Exercise instructions
A) Answer these questions using the blog post below, each answer on its own line:
(i) What date appears at the top of the post?
(ii) How many comments does the post show?
(iii) According to musafir, what does one develop by trying to be honest with oneself and everyone else?
B) Summarize the blog post below in two sentences.

Document text
============

Apr 17, 2007

Can I ?



I can't expect everyone to behave the same way as I do. Can I ?

I can't expect everyone reciprocate my acts of friendship. Can I?

I can't expect to be accepted wholly for who I am. Can I ?

I can be lonely even when I am not alone. Can I ?

I can't stop feeling used and discarded. Can I ?

I can't always be the detached emotionless person, that I seem to be.Or Can I ?

I can't afford to see through people . Can I?

I can't give up fooling myself. Can I?

I can't expect the tears to dry up each time I cry.Can I ?

8 comments:

musafir said...

There is a certain amount of personal intransigence that one develops with trying to be honest, with oneself and everyone else. And there are times when this refusal to compromise comes into question. I can see that this post is your own way of handling those questions :-) ... No self-promotion, but this post brings to mind something I wrote a long time back -

I thought I wanted to be an island.

============

Data segment
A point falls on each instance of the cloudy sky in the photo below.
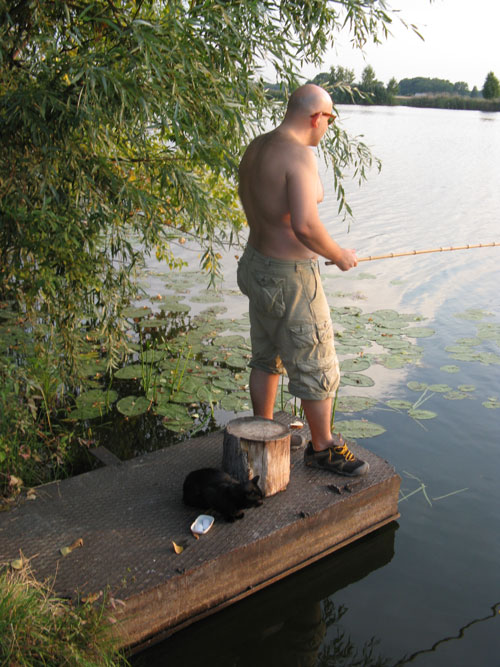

============

The responses
A)
(i) Apr 17, 2007
(ii) 8
(iii) A certain amount of personal intransigence

B) The post is a series of statements about what the writer can't expect or stop, such as others reciprocating friendship, being accepted wholly, feeling used and discarded, and tears drying up, each followed by "Can I?" In a comment, musafir says honesty brings a refusal to compromise that sometimes comes into question, and sees the post as the writer's way of handling those questions.